▸ **Records shown**:
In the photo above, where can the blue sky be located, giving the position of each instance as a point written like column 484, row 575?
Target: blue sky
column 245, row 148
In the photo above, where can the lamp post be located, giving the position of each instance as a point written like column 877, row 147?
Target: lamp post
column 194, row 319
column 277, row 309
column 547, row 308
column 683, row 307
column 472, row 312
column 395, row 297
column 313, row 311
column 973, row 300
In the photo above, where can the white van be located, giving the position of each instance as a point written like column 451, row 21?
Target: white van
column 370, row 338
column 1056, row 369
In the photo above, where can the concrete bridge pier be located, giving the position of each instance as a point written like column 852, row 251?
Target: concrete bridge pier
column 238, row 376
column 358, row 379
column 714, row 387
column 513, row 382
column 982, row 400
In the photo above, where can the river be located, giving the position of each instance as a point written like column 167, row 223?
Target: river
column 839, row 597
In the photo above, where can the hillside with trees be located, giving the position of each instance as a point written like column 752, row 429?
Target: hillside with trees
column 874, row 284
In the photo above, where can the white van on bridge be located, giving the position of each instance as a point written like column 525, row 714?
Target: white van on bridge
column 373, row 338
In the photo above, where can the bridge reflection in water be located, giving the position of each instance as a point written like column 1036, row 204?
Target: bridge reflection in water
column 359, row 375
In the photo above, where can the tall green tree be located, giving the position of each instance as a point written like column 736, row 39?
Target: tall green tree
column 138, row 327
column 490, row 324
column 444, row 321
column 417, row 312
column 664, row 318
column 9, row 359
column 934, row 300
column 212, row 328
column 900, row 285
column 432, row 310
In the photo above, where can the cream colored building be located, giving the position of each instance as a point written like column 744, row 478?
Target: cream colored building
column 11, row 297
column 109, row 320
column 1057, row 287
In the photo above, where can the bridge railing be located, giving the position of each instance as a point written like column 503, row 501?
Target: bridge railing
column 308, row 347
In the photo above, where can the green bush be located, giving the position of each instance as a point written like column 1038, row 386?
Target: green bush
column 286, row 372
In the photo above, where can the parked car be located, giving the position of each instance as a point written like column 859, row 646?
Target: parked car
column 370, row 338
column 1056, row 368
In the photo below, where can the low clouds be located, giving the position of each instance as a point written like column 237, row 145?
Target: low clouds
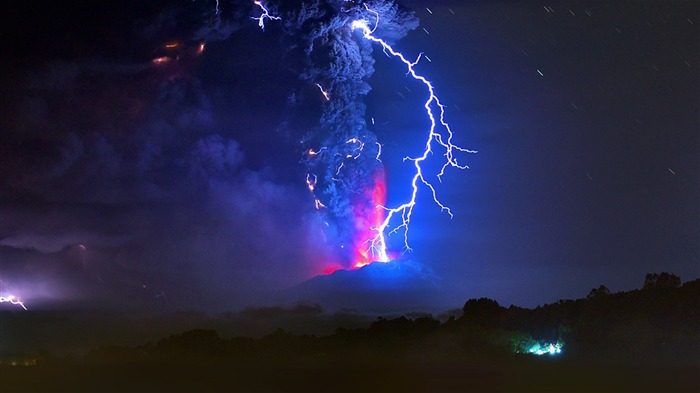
column 124, row 185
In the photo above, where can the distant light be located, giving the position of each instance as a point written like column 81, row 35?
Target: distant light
column 547, row 348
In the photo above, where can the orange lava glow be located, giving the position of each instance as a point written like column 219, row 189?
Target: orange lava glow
column 368, row 215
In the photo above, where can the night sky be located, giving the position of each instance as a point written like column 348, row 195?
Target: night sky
column 175, row 186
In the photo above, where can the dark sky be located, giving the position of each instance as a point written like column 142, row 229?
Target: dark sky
column 124, row 183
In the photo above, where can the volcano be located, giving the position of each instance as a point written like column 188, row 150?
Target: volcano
column 394, row 286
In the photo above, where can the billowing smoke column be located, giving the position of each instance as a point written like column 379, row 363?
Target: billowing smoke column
column 345, row 172
column 343, row 158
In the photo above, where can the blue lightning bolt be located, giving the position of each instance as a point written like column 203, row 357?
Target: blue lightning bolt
column 377, row 245
column 12, row 300
column 265, row 15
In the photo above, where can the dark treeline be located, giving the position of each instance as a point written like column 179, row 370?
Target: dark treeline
column 660, row 319
column 641, row 340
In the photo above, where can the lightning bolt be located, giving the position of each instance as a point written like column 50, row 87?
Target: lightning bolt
column 12, row 300
column 325, row 93
column 441, row 138
column 265, row 15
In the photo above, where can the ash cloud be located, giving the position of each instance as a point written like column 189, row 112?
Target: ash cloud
column 127, row 184
column 338, row 60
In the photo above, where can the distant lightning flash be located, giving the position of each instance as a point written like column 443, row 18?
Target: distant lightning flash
column 12, row 300
column 377, row 245
column 265, row 15
column 325, row 93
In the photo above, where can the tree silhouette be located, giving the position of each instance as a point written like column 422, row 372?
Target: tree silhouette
column 661, row 280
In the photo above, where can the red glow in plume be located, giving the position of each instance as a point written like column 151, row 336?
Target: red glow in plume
column 368, row 215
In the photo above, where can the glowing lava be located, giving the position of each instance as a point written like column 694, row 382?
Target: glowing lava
column 367, row 219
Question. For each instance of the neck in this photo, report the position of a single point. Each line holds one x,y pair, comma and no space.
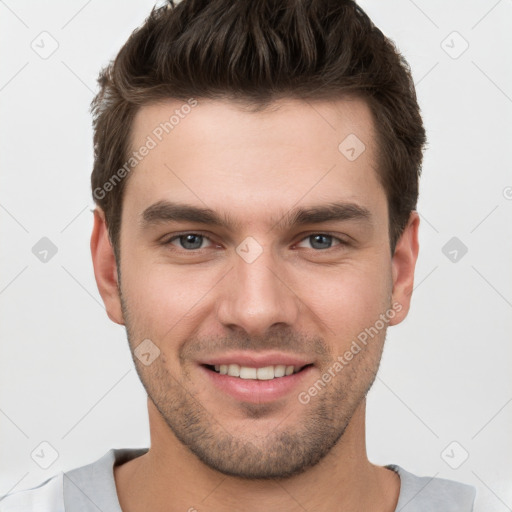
170,478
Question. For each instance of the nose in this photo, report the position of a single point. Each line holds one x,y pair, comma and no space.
256,296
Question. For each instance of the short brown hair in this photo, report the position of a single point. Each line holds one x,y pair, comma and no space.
257,52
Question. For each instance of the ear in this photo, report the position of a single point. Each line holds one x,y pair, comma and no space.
105,268
403,264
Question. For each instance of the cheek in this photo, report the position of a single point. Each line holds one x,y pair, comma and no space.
349,299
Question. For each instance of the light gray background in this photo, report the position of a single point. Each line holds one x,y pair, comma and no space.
66,375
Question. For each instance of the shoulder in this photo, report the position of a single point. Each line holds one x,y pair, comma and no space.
46,497
426,494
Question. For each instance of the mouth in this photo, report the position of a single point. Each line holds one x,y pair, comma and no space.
269,372
256,379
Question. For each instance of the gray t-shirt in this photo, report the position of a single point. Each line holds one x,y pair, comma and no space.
92,488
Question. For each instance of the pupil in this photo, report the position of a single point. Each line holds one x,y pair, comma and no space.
324,238
187,241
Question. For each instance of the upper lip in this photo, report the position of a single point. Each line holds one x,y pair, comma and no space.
258,359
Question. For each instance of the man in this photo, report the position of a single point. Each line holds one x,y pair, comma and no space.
256,177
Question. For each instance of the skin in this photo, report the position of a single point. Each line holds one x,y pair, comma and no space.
208,450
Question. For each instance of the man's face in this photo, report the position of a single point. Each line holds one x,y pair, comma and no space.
261,290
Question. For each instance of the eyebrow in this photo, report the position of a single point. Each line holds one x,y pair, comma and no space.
167,211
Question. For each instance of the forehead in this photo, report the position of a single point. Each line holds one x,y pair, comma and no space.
219,155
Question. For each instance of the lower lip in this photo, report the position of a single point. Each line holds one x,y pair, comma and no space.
257,391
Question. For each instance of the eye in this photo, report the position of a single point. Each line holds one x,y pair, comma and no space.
323,241
188,241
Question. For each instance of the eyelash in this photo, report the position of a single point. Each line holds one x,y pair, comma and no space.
169,241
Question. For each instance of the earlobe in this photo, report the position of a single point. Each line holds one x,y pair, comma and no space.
105,268
403,266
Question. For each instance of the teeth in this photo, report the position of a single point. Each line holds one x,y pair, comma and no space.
265,373
234,370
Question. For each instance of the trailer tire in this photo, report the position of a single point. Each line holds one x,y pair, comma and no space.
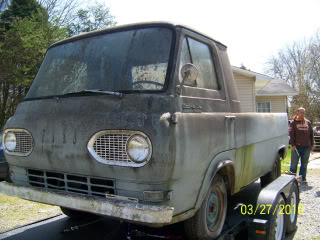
208,222
76,214
293,202
273,174
278,220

▸ **Task prompt**: One exact copy of the data, no pictures: write it out line for line.

▸ **Exercise solution**:
In the photo above, where can the blue sky be located, giving the position of each instance as a point written like column 484, row 575?
Target: blue sky
column 245, row 148
In the photo above, where can the lamp post be located, giving the position of each instance as a point written like column 877, row 147?
Target: lamp post
column 194, row 319
column 277, row 309
column 547, row 308
column 683, row 307
column 472, row 312
column 395, row 297
column 313, row 311
column 973, row 300
In the photo above, where can the white van be located, giving the position of each instance as a point written like column 451, row 21?
Target: white van
column 370, row 338
column 1056, row 369
In the photo above, where can the concrete bridge pier be located, giving the position of each instance as a point written like column 852, row 251?
Target: concrete bridge pier
column 238, row 376
column 358, row 379
column 714, row 387
column 513, row 382
column 982, row 400
In the photo above, where can the river be located, giving the position of each instance as a point written like column 167, row 223?
Target: river
column 839, row 597
In the photo above, where can the hillside with trees be located, giving the position of each instance as a point written like column 752, row 429?
Target: hillside with trees
column 874, row 284
In the photo above, where can the white van on bridge be located, giving the position of each instance as a point written like column 525, row 714?
Target: white van on bridge
column 373, row 338
In the photo above, where can the bridge reflection in water be located, giving the position of each instance as a point written like column 1036, row 204?
Target: bridge reflection in water
column 359, row 375
In the photo above, where can the tall green tree be located, giving the position of each instance as a point written like column 736, row 39?
Target: tall green tree
column 138, row 327
column 490, row 324
column 444, row 321
column 417, row 312
column 664, row 318
column 9, row 359
column 934, row 300
column 212, row 328
column 900, row 285
column 432, row 310
In the photo above, where can the cream colored building be located, giving the position of each instance as a point written like column 744, row 478?
Target: cream colored building
column 11, row 297
column 109, row 320
column 1057, row 287
In the photo above, where can the bridge railing be located, giving the position of each instance as a point written like column 503, row 501?
Target: bridge railing
column 308, row 347
In the photo above, where can the green bush be located, giving the position of each instance as a point written like column 1038, row 386?
Target: green bush
column 286, row 372
In the photo above, where can the parked car be located, giving the position of each instance as a point written like column 859, row 646?
Target: parked car
column 370, row 338
column 1056, row 368
In the photo below, where can the low clouds be located, giving the position of each instance as a point written like column 237, row 145?
Target: low clouds
column 124, row 185
In the photo above, where can the distant light be located, giving the position of each instance as a point written like column 81, row 35?
Target: distant light
column 547, row 348
In the photo above, where can the orange lava glow be located, giving the position of each instance as a point written like column 219, row 189?
Target: orange lava glow
column 368, row 215
In the photo above, where can the night sky be located, giving the position of each instance as a point written like column 348, row 195?
Target: night sky
column 175, row 186
In the photo above, where can the dark sky be located, giving the position of each instance as a point written like column 142, row 229?
Target: dark sky
column 124, row 183
In the photo above, where can the volcano be located, giving the position of each instance as a point written like column 188, row 150?
Target: volcano
column 394, row 286
In the photo above, where can the billowing smoke column be located, giving the position of each instance as a point written like column 379, row 363?
Target: billowing smoke column
column 345, row 172
column 343, row 158
In the photo above, where can the blue lightning bolt be located, giving the position of each instance as a point written like column 203, row 357?
Target: blue lightning bolt
column 377, row 245
column 12, row 300
column 265, row 15
In the photo above, where can the dark treeline be located, giving the position of each instance as a point written like column 179, row 370?
Target: dark treeline
column 660, row 319
column 641, row 340
In the photo above, where can the lightning bolt be located, giving the position of each instance as a point written like column 50, row 87?
Target: lightning bolt
column 12, row 300
column 325, row 93
column 441, row 138
column 265, row 15
In the photo above, where can the ash cloud be located, giving the position of each instance as a point written like column 189, row 112?
Target: ash cloud
column 127, row 184
column 338, row 60
In the photo above, where can the distant lightning flash be located, giving the position of each instance as a point written like column 443, row 18?
Target: distant lightning flash
column 12, row 300
column 377, row 245
column 265, row 15
column 325, row 93
In the photo above, where can the tree silhouette be located, giving the position of each instance as a point written like column 422, row 372?
Target: tree silhouette
column 661, row 280
In the photo above, where can the red glow in plume be located, giving the position of each instance as a point written like column 151, row 336?
Target: red glow in plume
column 368, row 215
In the photo above, where can the glowing lava be located, giving the position of each instance as a point written like column 694, row 382?
Target: glowing lava
column 367, row 219
Question. For each instance of the neck in this photo, report the position of a single point. Each line holds one x,y pair, comma and no space.
170,478
Question. For each instance of the nose in this photo, report the position of a single point. Each line holds one x,y pair, comma and no space.
256,296
Question. For each instance of the short brown hair in this photo, report the position of a single point. Each line holds one x,y pair, comma and no space.
257,52
Question. For each instance of the ear in this photo, report the position of a single point. Each line holds one x,y pair, comma and no space.
105,268
403,264
Question. For each instance of the cheek in this photo, report the position of a single point. Each line holds one x,y pair, comma and no space.
349,299
Question. For each instance of the light gray background in this photo, report the position of a single point. Each line holds one x,y pair, comma and no space.
66,375
Question. For each instance of the shoulder in this photo, report the position of a single point. Each line holds one x,y pair, comma and no space.
46,497
426,494
Question. For each instance of the mouth in this photo, report the position of a single point. Each line holds one x,y pair, comma and no space.
269,372
256,379
Question. For each instance of the gray t-shirt in this photo, report the position of a single point. Each line holds one x,y pair, comma and no space.
92,488
Question. For each instance of the pupil in this photo, report the position of a single point. Each line holds one x,y pair, comma and no space.
324,238
187,241
Question. For each instance of the upper lip in this photo, report the position of a single point. Each line holds one x,y pair, comma and no space.
258,359
Question. For each instance of the man in this photo, report the position of a single point. Each line holds one x,y pair, comma and no space.
256,177
Question. For each instance of the skin in this photo, report the position of a single point. Each line holds one x,y pair, comma and no space.
208,450
Question. For each instance of the man's face in this photo, report the position of a single point. Each line holds one x,y pair, comma and no space.
261,290
Question. For each instance of the eyebrow in this photo, report the position of a single point. Each line holds one x,y pair, comma and no space.
167,211
Question. For each instance of the forehead in this photo, report the position of a single point. Each line holds one x,y pair, comma and no space.
219,155
Question. For each instance of the lower lip in this photo, report the position of a single point. Each line holds one x,y pair, comma and no space.
257,391
Question. For each instance of the eye in this photo, report the position of a single point. Each line holds one x,y pair, comma and no space.
323,241
188,241
Question. For each instance of the eyelash in this photo, report the position of a single point. Each line holds one x,y pair, comma and no space.
169,241
Question. For each instance of the earlobe in this photo, report the position of a single point. Each line holds one x,y pair, comma and no space.
105,268
403,266
Question. For each instance of the teeth in this photo, report the position of a single point. Each line holds one x,y pair, comma and no space.
265,373
234,370
Question. For each instance of the trailer tire in this photo, report the position of a single point. Each line holds one x,y pair, comma and no space.
208,222
76,214
293,202
273,174
278,220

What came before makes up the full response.